TAREA PENDIENTE => Devuelve todas las líneas de los registros en las que aparezca la palabra "collar".

-------- MATERIAL DEL EJERCICIO

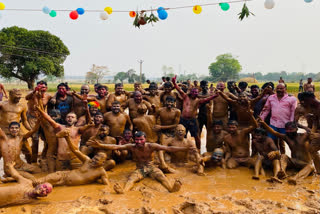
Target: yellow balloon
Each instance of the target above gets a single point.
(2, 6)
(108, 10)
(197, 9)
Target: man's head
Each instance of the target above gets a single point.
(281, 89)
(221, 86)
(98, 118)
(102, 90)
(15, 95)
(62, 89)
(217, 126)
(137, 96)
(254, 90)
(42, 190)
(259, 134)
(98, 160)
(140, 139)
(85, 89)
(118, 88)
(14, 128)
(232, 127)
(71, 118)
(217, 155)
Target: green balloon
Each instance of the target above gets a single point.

----------------
-------- MATERIAL DEL EJERCICIO

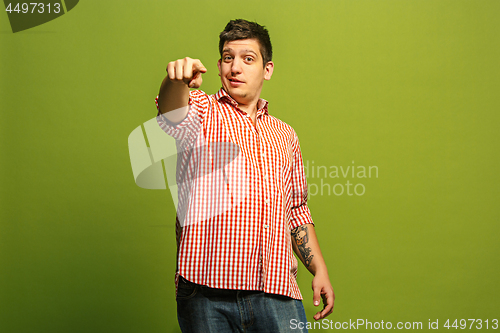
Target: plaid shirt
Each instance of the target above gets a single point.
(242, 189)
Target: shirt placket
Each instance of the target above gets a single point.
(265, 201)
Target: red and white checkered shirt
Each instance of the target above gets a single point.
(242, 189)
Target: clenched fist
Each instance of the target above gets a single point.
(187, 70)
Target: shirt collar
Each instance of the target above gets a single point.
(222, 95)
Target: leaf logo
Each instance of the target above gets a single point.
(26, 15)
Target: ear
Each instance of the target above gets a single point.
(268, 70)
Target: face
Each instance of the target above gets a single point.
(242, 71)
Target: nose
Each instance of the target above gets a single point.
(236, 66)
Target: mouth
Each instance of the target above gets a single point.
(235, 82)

----------------
-------- MATERIAL DEL EJERCICIO

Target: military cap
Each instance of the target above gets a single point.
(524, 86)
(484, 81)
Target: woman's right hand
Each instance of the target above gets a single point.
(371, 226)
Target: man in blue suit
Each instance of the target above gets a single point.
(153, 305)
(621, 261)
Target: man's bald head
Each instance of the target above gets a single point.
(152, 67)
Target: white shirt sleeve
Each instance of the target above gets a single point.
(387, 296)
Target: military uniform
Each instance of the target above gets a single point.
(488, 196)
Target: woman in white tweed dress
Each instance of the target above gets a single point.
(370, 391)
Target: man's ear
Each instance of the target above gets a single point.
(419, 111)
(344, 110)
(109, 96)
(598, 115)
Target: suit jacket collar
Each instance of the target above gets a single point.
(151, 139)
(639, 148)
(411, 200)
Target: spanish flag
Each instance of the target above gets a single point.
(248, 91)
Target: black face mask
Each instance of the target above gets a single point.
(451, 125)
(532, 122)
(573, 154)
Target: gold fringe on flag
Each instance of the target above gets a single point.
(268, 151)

----------------

SOLUCIÓN =>
Target: shirt collar
Target: suit jacket collar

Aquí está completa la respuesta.